*EXERCISE AIM*
Your answer is the line containing "The locator SHOULD return, for each instance of the palm" plus every line after it to the end of the data below, transcribed exactly and with nothing else.

*SUPPLIED INFORMATION*
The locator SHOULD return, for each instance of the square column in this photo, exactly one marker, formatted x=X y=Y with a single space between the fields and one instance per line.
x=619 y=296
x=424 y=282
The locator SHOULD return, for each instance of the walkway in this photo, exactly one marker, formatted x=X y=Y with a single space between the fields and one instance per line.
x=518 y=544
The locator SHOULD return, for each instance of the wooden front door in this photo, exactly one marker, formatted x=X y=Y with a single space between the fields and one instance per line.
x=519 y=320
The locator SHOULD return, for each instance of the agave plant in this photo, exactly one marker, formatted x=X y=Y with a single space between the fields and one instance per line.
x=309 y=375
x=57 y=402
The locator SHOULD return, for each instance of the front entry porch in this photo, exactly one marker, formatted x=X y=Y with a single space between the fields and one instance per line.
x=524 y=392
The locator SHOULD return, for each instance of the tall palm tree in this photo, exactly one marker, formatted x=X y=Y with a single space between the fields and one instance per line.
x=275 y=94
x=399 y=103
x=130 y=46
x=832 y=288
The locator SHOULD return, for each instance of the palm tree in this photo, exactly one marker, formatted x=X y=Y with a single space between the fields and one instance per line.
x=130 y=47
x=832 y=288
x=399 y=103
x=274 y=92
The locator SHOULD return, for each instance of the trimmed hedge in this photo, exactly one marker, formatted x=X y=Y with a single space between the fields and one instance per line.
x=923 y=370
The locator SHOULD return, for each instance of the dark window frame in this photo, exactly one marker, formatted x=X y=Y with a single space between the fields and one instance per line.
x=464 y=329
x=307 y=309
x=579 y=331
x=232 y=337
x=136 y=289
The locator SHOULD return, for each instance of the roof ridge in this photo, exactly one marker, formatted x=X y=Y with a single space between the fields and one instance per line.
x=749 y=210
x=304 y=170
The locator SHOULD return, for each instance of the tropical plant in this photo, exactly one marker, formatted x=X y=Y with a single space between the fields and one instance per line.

*RESULT OF THIS EXERCISE*
The locator SHOULD return, for each instance of the palm tree in this photo, exactly one marker, formatted x=X y=Y with a single space between the fields and one instance per line.
x=130 y=47
x=832 y=288
x=399 y=103
x=274 y=92
The locator SHOULD return, for each instance of the trimmed hedge in this photo, exactly one marker, formatted x=X y=Y with a single space between the fields and one instance per line.
x=923 y=370
The locator SHOULD return, for each instance of the dark window frame in this photo, exactly one marker, formatted x=X y=Y with a single space between the fields and one instance per line.
x=464 y=329
x=307 y=309
x=579 y=331
x=232 y=337
x=136 y=289
The locator SHOULD return, for each instance of the roof ridge in this photo, exactly one marker, formatted x=X y=Y with a single space between the fields and one instance per line.
x=749 y=210
x=304 y=170
The locator SHOULD return, for each instance of the tropical plant in this photo, exactly one marker, formatted x=X y=Y with a single space between the fields and one instance per line.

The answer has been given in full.